### Text extract
Epistolary novel


An epistolary novel is a novel written as a series of letters between the fictional characters of a narrative. The term is often extended to cover novels that intersperse other kinds of fictional document with the letters, most commonly diary entries and newspaper clippings, and sometimes considered to include novels composed of documents even if they do not include letters at all. More recently, epistolaries may include electronic documents such as recordings and radio, blog posts, and e-mails. The word epistolary is derived from Latin from the Greek word, meaning a letter. This type of fiction is also sometimes known by the German term Briefroman or more generally as epistolary fiction.
The epistolary form can be seen as adding greater realism to a story, due to the text existing diegetically within the lives of the characters. It is in particular able to demonstrate differing points of view without recourse to the device of an omniscient narrator. An important strategic device in the epistolary novel for creating the impression of authenticity of the letters is the fictional editor.
######
__Prompt 1__
Answer these about the passage on the epistolary novel:
(a) By what German term is this type of fiction sometimes known?
(b) Without recourse to what device can the epistolary form show differing points of view?
(c) What strategic device creates the impression that the letters are authentic?
__Prompt 2__
Pick up the passage on the epistolary novel after its last sentence and carry it on.
The items come from a separate source.
### Data section
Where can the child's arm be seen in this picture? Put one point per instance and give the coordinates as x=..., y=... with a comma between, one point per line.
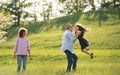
x=29, y=55
x=78, y=33
x=15, y=48
x=28, y=46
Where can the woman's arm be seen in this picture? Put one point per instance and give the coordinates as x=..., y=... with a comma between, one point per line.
x=15, y=48
x=28, y=47
x=78, y=33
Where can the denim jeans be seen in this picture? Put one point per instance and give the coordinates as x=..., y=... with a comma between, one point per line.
x=72, y=60
x=21, y=58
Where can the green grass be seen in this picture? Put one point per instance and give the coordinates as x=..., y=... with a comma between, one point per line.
x=53, y=62
x=45, y=41
x=104, y=34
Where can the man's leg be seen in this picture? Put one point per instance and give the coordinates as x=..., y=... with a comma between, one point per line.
x=69, y=58
x=74, y=61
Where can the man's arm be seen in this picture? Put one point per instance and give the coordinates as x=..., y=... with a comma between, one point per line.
x=71, y=37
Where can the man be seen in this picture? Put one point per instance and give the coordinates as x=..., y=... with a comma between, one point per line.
x=67, y=47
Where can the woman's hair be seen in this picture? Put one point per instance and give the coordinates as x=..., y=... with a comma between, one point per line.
x=21, y=32
x=82, y=28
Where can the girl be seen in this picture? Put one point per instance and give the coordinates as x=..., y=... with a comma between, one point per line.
x=82, y=41
x=22, y=49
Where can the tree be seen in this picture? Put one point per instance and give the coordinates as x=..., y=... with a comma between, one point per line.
x=15, y=8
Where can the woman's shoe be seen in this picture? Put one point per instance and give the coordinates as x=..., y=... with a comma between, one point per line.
x=91, y=56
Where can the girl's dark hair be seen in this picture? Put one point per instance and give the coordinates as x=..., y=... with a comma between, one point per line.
x=21, y=31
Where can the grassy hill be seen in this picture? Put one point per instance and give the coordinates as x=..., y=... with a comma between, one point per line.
x=104, y=34
x=45, y=41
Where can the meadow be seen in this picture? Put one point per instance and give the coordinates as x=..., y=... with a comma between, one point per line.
######
__Exercise answer 1__
(a) Briefroman
(b) An omniscient narrator
(c) The fictional editor

__Exercise answer 2__
Classical antiquity

Ancient Greek and Roman literature supplied the model for storytelling by letters. While these ancient works are not novels in the modern sense, they established key techniques that became foundational for later epistolary fiction. Greek and Roman authors demonstrated how fictional letters could sustain narrative, present multiple perspectives, and incorporate the material aspects of writing and delivery into storytelling.
Greek authors embedded letters inside narrative histories, tragedies, and prose romances, and they also produced self-contained collections of fictional letters. Modern scholarship describes a "wealth of Greek antecedents" for later epistolary novels that range from embedded missives in the Greek novels to entire story cycles written only as letters.
Letters are central to plot construction across the surviving Greek prose romances, where intercepts, misdeliveries, and copied messages catalyze reversals and reveal private motives. This epistolary scaffolding is systematic enough to be treated as a narratological feature of the genre. Alongside embedded letters, Imperial-period writers cultivated fictional letter collections that create miniature social worlds. The most influential are attributed to Alciphron, Aelian, and Philostratus, preserved in a standard Loeb Classical Library edition. These collections adopt the voices of fishermen, farmers, parasites, courtesans, and elite lovers, presenting vignette-like "miniatures" that dramatize desire, deception, and social pose through the letter form.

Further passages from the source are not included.